### Challenges
A: Rewrite the stretch of the Paris museum guide from "Paris is one" through "should not miss.", putting "gallery" in place of "museum".
B: Carry the Paris museum guide forward from its last line.

***** Article *****

Paris is one of the most beautiful cities in the world and a center for architecture, history, food, fashion and, of course, art. The Louvre, the Pompidou, the Orsay. Some cities have one great museum. Others, like Paris, have ones that you can get lost in for days. Here is a quick guide to the ones you should not miss.
Spanning works from the classical world to the Renaissance, the Louvre is a mindboggling encapsulation of human artistic achievement. The buildings themselves, several wings named for famous historical figures, are works of stunning magnificence that surround a central courtyard with the now iconic pyramid entrance. The Louvre is not a place to be taken in during one visit, it’s just too gigantic. It is a place to savor again and again. Wear comfortable shoes and don’t be over ambitious. Pick a few periods and wander from room to room. The famous Venus de Milo and Mona Lisa always attract large crowds, but you may find that some of the endless galleries can be deserted.
34-36 quai du Louvre, 1e
33 (0) 1-40-20-53-17
Metro – Palais-Royal-Musée du Louvre (not the Louvre-Rivoli)
9am – 6pm Sun, Mon, Thurs, Sat
9am – 10pm Weds & Fri
€911(adults), €6 evenings after 6pm (special exhibits extra)

***** Data extract *****

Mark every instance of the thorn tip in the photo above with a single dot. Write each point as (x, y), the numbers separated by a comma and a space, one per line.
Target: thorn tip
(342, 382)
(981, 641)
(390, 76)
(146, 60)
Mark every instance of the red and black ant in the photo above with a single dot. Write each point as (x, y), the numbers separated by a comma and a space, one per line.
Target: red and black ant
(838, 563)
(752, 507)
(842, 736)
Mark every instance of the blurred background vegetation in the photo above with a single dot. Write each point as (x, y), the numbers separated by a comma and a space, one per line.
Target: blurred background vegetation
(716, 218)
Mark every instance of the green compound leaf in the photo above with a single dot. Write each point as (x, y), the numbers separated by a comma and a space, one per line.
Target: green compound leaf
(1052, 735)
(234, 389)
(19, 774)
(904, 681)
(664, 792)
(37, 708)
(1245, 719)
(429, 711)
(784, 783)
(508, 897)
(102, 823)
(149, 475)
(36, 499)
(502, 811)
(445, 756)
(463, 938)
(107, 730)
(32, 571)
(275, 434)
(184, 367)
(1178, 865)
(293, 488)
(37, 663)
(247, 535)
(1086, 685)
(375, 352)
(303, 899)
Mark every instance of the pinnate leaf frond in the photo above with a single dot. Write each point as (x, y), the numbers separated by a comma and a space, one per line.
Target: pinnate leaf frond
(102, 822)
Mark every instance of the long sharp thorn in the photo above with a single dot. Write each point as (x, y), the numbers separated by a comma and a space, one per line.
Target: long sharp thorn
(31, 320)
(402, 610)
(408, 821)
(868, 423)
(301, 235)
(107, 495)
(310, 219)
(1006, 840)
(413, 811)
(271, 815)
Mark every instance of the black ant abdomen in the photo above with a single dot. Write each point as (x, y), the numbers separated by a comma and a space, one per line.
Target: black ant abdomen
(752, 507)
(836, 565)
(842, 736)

*****

### Outputs in order
A:
Paris is one of the most beautiful cities in the world and a center for architecture, history, food, fashion and, of course, art. The Louvre, the Pompidou, the Orsay. Some cities have one great gallery. Others, like Paris, have ones that you can get lost in for days. Here is a quick guide to the ones you should not miss.

B:
Free first Sunday of every month
Across the Seine from the Louvre is the Musée d’Orsay, housed in the former Gare d’Orsay railway station. This museum houses the most comprehensive collection of Impressionists anywhere in the world in a setting that is simply spectacular. All the greats are here – Monet, Degas, Gauguin, Pissarro, Van Gogh, Cézanne, Manet and Renoir – with often comprehensive coverage. Make sure to go to the top of the museum and look down from the gangway to get a sense of how the former station was laid out.
62, rue de Lille, 75343 Paris 7e
33 (0) 1-40-49-48-14
Metro to Solferino and RER to Musee d’Orsay
9:30am – 6pm Tues, Weds, Fri – Sun,
9:30am – 9:45pm Thurs
€9 (adults), 18 and under – free
€5.50 after 4:15pm (except Thurs) and after 6pm on Thursdays
Joint ticket with the Rodin Museum (same day admission) €12
A building turned inside out, the ultra-modern Pompidou was infamously plunked down in the middle of an old Parisian neighborhood and is still completely out of character for the area. Nonetheless, the museum has become an important showcase for modern and contemporary art. It recently underwent an extensive overhaul and now displays its 20th and 21st century collections chronologically. The rooftop café has great views of the city and riding the exterior escalators is a trip.
Place Georges Pompidou, Paris 4e
33 (0) 1-44-78-12-33
Metro: Rambuteau, Hôtel de Ville, Châtelet-Les Halles
11am – 10pm Wed-Mon, closed on Tuesdays
€13 (adults over 25), €8 (students with ID), free under 18
Free the first Sunday of every month
Admission includes Atelier Brancusi, a recreation of the famous sculptor’s studio across the street.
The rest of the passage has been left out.